- TASK PROMPT: Reproduce all of the data below, switching "even-odd" to "nonzero winding" and leaving everything else unchanged.

(Recorded data)
★ ★ ★ ★

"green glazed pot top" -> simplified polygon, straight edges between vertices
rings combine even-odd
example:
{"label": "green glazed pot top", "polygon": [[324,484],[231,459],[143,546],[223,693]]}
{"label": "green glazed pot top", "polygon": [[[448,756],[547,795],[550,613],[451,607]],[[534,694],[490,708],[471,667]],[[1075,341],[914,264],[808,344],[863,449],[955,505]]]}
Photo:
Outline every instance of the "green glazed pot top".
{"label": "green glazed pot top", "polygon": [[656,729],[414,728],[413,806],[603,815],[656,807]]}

★ ★ ★ ★

- WORKED ANSWER:
"green glazed pot top" -> simplified polygon, straight edges between vertices
rings combine nonzero winding
example:
{"label": "green glazed pot top", "polygon": [[324,484],[231,459],[143,546],[223,693]]}
{"label": "green glazed pot top", "polygon": [[[448,756],[547,795],[550,613],[451,607]],[[534,694],[490,708],[471,667]],[[1075,341],[914,264],[808,344],[863,449],[955,505]]]}
Photo:
Outline every instance of the "green glazed pot top".
{"label": "green glazed pot top", "polygon": [[656,729],[414,728],[413,806],[603,815],[656,807]]}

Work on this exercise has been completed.